Collected data entries:
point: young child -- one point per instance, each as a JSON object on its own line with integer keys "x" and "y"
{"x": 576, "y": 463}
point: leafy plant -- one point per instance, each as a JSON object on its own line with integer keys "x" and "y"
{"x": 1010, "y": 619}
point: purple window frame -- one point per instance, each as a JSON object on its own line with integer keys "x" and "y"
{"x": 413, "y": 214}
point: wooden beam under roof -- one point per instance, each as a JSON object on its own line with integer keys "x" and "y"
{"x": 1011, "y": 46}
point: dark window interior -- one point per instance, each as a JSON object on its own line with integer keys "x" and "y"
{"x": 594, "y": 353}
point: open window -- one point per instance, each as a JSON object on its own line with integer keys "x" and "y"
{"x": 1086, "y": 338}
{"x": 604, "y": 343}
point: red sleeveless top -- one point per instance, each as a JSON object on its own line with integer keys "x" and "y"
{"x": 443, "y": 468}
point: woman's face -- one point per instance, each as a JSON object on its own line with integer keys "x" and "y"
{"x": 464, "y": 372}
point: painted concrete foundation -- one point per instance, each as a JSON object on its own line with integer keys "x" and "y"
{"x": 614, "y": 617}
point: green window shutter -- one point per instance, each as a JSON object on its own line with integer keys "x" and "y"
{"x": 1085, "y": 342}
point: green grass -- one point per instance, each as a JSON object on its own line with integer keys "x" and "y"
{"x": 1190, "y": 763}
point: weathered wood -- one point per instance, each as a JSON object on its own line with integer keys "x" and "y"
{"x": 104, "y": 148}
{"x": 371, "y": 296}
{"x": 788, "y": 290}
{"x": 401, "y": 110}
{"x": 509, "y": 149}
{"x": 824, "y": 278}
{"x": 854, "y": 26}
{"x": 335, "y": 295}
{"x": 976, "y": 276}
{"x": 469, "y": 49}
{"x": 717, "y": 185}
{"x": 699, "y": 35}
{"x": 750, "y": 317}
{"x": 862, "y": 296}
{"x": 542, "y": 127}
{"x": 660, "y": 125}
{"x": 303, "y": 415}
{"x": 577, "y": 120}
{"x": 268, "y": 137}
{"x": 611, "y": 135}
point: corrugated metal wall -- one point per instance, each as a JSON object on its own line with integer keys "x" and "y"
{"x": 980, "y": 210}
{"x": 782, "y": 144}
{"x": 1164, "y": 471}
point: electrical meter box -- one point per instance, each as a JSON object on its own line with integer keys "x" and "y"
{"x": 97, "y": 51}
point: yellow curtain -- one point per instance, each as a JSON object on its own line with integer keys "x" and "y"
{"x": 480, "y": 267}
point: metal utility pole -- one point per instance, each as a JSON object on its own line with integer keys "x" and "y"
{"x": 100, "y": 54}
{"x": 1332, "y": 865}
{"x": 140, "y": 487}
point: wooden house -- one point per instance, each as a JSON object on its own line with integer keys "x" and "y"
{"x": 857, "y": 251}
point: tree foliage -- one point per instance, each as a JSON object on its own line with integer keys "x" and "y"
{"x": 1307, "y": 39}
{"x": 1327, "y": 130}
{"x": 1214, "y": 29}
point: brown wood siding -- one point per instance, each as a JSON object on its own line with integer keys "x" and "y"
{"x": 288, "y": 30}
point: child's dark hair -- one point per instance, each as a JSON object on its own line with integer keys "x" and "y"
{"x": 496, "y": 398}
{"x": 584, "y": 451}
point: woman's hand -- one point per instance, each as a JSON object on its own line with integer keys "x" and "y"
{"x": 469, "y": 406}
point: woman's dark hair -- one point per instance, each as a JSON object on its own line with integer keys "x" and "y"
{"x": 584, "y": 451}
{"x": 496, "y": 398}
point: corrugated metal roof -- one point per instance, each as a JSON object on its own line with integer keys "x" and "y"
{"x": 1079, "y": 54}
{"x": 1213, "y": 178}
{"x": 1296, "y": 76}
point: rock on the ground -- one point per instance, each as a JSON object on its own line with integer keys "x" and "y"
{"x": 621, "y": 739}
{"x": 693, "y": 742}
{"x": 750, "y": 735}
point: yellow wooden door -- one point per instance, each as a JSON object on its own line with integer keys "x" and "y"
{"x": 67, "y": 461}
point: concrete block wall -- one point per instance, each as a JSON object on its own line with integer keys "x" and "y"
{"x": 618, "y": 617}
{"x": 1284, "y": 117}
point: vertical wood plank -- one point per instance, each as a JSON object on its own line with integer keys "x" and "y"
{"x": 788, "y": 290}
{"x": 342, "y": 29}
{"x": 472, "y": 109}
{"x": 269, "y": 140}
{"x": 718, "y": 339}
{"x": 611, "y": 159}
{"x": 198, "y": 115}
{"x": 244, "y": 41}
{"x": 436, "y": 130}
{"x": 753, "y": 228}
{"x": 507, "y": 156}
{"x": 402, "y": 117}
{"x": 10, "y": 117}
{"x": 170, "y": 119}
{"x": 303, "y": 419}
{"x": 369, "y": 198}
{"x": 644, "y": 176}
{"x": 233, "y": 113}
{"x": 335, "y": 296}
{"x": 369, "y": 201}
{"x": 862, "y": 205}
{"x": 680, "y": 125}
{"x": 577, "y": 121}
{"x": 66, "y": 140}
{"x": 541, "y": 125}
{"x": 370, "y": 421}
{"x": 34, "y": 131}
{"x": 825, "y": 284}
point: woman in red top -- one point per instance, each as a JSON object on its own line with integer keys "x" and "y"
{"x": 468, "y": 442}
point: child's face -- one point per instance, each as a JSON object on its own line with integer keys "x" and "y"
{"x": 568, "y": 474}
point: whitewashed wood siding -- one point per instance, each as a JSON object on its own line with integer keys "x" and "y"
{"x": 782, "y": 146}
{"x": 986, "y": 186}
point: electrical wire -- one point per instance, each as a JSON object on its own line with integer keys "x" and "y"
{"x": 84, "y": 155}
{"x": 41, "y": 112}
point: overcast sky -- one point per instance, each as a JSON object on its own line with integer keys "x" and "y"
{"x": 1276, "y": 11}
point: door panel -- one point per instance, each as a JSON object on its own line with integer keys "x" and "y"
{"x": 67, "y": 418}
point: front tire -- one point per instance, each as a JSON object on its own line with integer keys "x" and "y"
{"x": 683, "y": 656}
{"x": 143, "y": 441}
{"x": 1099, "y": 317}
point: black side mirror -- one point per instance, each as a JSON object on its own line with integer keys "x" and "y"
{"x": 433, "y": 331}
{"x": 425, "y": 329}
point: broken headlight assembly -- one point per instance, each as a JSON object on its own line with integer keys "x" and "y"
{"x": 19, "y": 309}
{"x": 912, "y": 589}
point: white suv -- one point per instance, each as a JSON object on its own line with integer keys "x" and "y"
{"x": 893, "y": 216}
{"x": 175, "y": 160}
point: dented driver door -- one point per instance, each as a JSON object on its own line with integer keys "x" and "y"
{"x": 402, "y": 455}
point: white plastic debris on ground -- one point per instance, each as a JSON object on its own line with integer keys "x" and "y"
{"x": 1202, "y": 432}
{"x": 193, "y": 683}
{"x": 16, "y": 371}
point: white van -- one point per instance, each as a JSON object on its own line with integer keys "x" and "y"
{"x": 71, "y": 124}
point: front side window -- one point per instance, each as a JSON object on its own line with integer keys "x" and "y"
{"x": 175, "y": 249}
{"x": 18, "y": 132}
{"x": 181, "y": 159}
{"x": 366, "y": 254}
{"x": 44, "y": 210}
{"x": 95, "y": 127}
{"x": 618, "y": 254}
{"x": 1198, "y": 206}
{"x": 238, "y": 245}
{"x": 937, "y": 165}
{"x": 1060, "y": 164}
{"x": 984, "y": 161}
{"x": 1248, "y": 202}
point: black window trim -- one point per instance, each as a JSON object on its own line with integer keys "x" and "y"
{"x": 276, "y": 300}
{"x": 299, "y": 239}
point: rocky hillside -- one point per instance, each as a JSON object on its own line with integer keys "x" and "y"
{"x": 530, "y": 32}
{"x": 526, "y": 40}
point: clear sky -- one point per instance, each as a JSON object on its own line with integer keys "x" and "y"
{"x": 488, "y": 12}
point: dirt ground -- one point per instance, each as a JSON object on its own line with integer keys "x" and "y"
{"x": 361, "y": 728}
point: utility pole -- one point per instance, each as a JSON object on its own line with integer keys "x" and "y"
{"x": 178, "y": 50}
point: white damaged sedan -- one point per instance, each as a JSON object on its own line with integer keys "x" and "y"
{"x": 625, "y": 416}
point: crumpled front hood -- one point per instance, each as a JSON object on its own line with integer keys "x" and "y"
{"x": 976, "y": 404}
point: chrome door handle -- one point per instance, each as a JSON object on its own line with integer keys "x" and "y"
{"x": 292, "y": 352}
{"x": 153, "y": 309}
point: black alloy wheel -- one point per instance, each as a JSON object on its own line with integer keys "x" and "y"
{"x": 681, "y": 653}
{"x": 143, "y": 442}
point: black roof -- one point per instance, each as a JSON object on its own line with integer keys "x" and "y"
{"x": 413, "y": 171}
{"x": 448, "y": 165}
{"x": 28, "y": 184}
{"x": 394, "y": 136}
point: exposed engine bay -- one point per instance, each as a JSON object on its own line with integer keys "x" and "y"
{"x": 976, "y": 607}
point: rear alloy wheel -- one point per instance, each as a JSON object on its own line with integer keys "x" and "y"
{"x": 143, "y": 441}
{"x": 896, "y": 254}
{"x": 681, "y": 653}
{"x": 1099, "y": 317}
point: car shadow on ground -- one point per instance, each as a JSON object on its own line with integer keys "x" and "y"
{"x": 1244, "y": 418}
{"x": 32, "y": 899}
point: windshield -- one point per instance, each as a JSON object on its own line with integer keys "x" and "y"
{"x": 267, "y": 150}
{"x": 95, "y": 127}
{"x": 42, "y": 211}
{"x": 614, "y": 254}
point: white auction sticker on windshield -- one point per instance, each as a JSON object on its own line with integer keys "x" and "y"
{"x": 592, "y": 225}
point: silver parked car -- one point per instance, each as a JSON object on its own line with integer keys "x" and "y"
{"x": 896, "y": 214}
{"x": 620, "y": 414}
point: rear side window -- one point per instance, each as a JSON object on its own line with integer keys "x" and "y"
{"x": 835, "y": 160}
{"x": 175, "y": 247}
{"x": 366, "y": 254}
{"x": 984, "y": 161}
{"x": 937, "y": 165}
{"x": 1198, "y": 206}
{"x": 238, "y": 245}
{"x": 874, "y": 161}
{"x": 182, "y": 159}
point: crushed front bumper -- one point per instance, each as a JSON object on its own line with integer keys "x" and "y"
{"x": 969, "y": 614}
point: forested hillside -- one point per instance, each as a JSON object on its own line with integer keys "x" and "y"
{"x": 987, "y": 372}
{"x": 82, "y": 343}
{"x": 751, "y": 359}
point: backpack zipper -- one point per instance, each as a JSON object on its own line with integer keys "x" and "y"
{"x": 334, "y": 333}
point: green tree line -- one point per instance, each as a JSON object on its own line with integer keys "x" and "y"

--- What you need to do ---
Repeat exactly the lines from the line containing "point: rear side" through the last line of the records above, including both, and nothing else.

--- Exercise answer ---
point: rear side window -- one point per instance, each as a JSON object on its own line with integer keys "x" and "y"
{"x": 835, "y": 160}
{"x": 175, "y": 247}
{"x": 366, "y": 254}
{"x": 984, "y": 161}
{"x": 937, "y": 165}
{"x": 1198, "y": 206}
{"x": 238, "y": 245}
{"x": 874, "y": 161}
{"x": 182, "y": 159}
point: crushed front bumper -- one point per instance, each as a JSON object on its own line with integer keys "x" and "y"
{"x": 969, "y": 614}
point: forested hillside -- one point per instance, each as a JSON object on its own line with integer keys "x" and "y"
{"x": 987, "y": 372}
{"x": 82, "y": 343}
{"x": 751, "y": 359}
point: backpack zipper -- one point per instance, each as a JSON object on its own line with integer keys "x" and "y"
{"x": 334, "y": 333}
point: green tree line -- one point per instance, each as a JSON object on its own line with integer keys "x" and "y"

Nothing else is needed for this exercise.